* Data records *

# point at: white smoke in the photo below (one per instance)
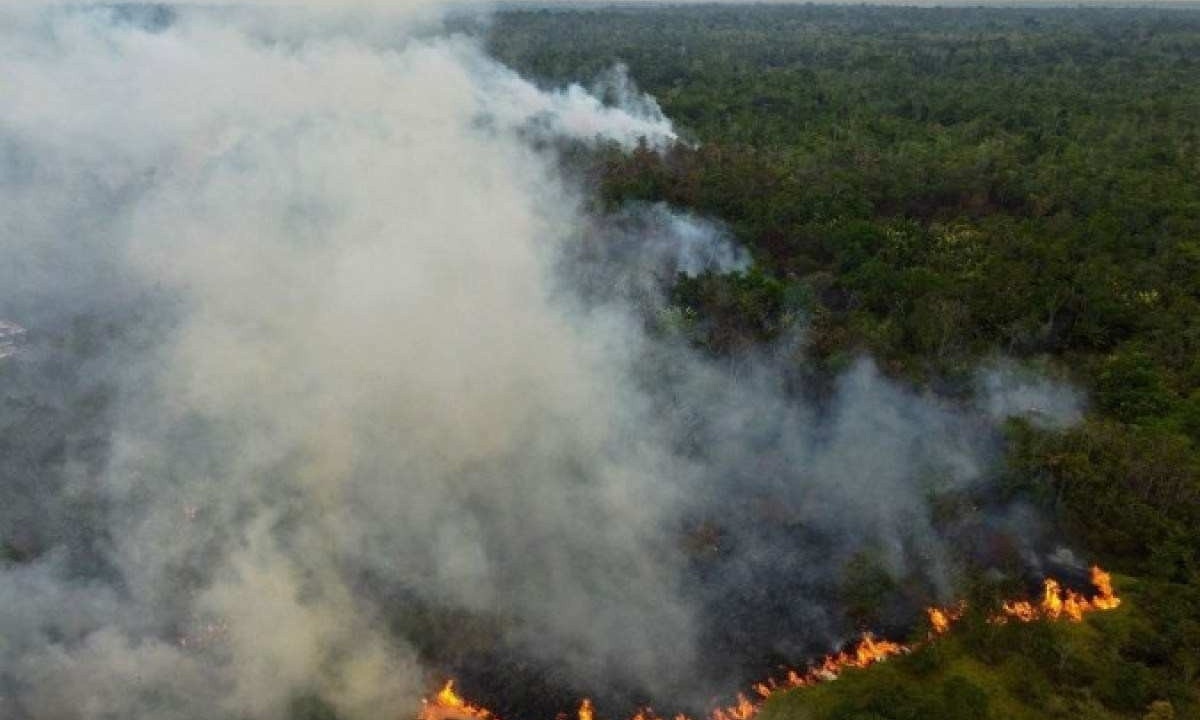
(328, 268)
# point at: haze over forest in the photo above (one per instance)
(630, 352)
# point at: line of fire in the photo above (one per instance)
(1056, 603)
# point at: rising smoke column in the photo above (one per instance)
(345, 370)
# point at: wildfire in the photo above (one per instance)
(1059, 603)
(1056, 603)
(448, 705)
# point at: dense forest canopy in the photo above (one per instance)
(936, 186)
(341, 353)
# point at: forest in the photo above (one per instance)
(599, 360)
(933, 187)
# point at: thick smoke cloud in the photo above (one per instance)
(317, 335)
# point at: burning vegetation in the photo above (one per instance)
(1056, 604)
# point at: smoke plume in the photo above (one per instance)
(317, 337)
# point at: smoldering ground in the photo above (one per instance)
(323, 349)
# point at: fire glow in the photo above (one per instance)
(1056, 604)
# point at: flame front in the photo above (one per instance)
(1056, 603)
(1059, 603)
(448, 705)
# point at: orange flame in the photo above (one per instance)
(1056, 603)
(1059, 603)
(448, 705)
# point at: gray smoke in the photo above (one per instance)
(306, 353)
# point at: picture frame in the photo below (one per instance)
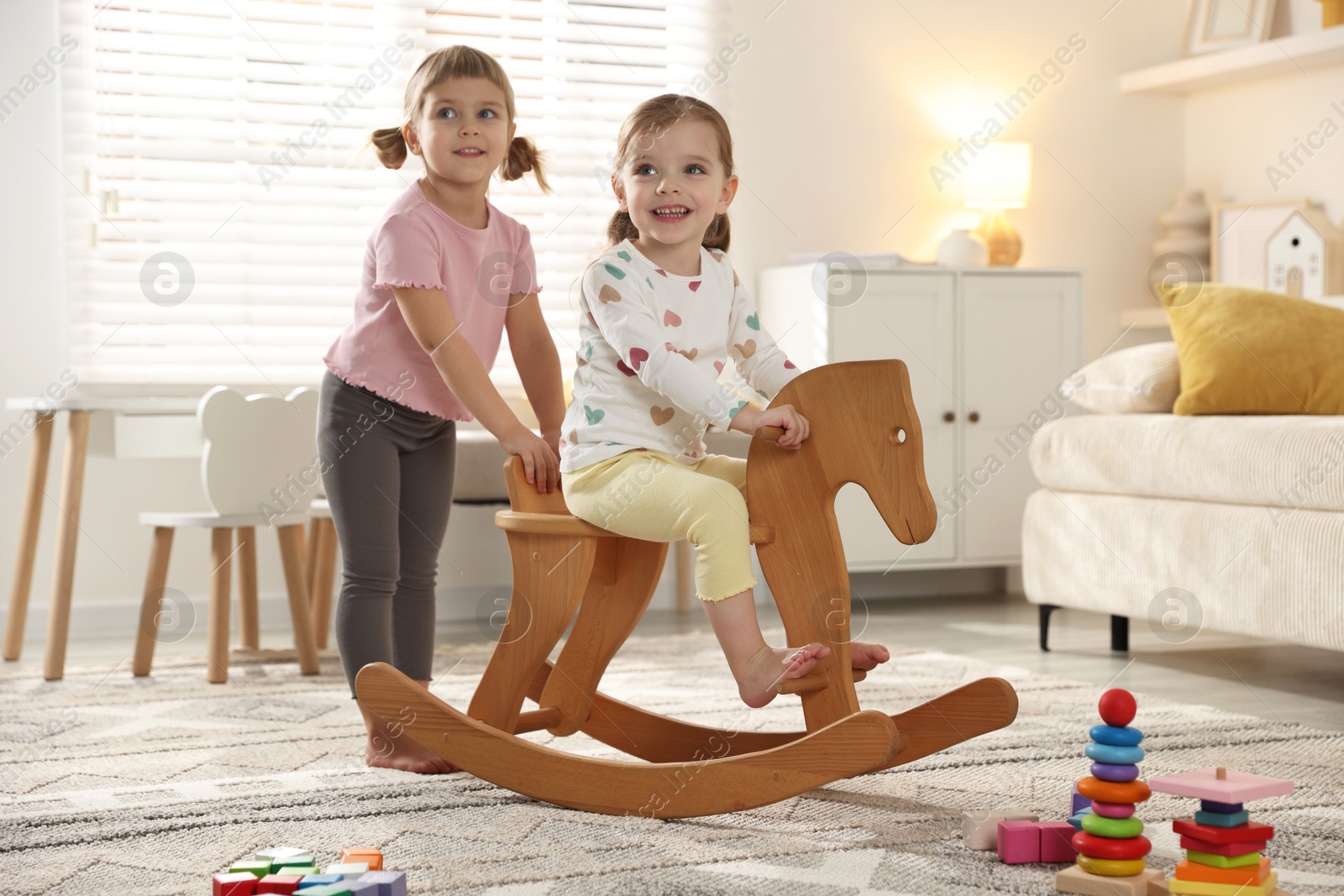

* Exercise goal *
Exactly as written above, print every record, and keep the pictures out.

* Solution *
# point at: white smoke in the photo below (one per instance)
(328, 268)
# point at: haze over forest in the photo above (one per instance)
(630, 352)
# point at: line of fire in the photo above (one per instance)
(1056, 603)
# point at: rising smoke column in the photo above (one per instance)
(345, 370)
# point at: wildfire in the photo above (one per instance)
(1059, 603)
(1056, 603)
(448, 705)
# point at: dense forest canopy in the photo above (one per instance)
(936, 186)
(341, 353)
# point at: forest in the photo above (one per instance)
(599, 360)
(933, 187)
# point at: thick smoke cloud in the photo above (one per instance)
(317, 335)
# point at: burning vegetation in the photo above (one per instance)
(1056, 604)
# point at: smoke plume in the photo above (one per instance)
(317, 337)
# point at: smoldering ground in the photo above (one per instance)
(323, 349)
# point at: fire glow in the photo above (one per instance)
(1056, 604)
# point at: flame front in the photo above (one per instance)
(1056, 603)
(1059, 603)
(448, 705)
# point at: orange flame in the photo above (one per instance)
(1056, 603)
(1059, 603)
(448, 705)
# point at: gray smoke in the photo above (one per instance)
(306, 353)
# point at: picture frame in the photo below (one per instance)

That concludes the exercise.